Problem requirements.
Rewrite the lines from the one holding "Target: brown patch on cow" through the end of the records, inclusive, with "green tree" changed to "leafy tree" and nothing else altered.

Records for the task.
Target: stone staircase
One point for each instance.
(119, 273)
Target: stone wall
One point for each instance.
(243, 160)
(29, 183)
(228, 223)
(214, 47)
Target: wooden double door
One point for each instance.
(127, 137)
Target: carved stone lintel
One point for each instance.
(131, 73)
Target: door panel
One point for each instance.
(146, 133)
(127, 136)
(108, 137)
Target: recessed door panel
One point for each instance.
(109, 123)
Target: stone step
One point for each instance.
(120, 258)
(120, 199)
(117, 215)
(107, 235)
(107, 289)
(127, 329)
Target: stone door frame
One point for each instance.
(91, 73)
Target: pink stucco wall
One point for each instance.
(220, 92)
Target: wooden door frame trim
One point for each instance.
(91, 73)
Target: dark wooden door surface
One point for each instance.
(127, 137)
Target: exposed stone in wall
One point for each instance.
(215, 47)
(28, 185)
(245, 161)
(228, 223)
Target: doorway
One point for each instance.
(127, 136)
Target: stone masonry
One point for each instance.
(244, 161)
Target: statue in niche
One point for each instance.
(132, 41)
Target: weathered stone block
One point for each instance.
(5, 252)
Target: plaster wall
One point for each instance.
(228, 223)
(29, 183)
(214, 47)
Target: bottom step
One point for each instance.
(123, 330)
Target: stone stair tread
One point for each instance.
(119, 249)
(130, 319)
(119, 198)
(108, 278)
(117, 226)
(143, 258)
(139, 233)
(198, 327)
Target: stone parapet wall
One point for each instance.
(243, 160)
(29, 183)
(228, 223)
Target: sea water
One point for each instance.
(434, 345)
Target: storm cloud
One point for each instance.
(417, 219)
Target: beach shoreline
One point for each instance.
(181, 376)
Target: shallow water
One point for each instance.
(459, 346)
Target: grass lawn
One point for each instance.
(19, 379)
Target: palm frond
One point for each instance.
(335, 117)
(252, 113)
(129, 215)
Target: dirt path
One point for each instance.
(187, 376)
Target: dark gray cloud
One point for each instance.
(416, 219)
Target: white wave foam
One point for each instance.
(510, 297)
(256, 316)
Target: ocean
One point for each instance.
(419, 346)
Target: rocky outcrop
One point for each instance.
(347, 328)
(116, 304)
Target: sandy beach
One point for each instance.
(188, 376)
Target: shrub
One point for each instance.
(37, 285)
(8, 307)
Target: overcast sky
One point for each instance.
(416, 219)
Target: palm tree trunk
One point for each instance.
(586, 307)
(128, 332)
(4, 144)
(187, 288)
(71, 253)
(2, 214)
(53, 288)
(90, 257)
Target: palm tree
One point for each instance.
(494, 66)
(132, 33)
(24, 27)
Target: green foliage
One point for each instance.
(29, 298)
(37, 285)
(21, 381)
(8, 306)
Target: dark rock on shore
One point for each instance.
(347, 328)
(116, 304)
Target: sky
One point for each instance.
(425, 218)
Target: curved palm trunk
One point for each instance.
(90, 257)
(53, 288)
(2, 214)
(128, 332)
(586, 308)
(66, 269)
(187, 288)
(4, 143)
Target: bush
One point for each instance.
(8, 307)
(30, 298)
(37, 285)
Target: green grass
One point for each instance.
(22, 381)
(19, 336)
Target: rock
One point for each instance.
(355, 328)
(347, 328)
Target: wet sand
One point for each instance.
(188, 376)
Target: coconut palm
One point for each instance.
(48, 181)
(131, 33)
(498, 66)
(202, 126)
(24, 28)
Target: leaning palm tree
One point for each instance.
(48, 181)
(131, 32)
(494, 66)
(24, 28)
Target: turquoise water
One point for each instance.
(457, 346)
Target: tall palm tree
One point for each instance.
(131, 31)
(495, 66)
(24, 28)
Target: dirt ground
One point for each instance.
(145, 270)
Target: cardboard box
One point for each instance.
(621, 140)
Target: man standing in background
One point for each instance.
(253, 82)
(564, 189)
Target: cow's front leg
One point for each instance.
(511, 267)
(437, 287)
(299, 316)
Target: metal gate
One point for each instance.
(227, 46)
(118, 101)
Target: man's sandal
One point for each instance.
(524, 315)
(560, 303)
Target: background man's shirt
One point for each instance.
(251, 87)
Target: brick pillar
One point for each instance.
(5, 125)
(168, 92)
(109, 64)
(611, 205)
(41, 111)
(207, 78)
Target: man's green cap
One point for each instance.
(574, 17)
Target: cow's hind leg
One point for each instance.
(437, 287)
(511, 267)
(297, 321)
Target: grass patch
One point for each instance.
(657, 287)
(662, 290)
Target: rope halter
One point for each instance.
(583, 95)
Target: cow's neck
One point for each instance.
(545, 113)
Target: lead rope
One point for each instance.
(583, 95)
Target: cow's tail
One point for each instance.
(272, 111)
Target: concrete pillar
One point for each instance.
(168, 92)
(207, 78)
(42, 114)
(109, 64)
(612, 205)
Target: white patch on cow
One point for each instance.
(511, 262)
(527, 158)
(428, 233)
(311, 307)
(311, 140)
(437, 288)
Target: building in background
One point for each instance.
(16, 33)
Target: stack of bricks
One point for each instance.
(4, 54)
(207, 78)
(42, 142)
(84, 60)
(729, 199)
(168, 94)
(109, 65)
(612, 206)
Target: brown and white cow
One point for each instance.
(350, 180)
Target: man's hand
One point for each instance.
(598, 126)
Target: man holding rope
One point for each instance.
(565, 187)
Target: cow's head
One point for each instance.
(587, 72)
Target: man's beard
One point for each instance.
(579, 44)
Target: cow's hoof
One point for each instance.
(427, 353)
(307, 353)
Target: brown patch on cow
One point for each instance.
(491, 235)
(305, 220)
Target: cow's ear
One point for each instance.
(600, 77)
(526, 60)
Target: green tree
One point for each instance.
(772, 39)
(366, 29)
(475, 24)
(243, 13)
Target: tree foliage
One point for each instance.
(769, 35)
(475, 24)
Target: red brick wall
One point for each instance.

Solution to the exercise.
Target: brown patch on cow
One point for each instance.
(491, 235)
(305, 220)
Target: cow's ear
One point for each instance.
(600, 77)
(526, 60)
Target: leafy tree
One point for each instance.
(772, 39)
(366, 29)
(475, 24)
(243, 13)
Target: tree foliage
One point for each instance.
(769, 35)
(475, 24)
Target: red brick wall
One point for each instance.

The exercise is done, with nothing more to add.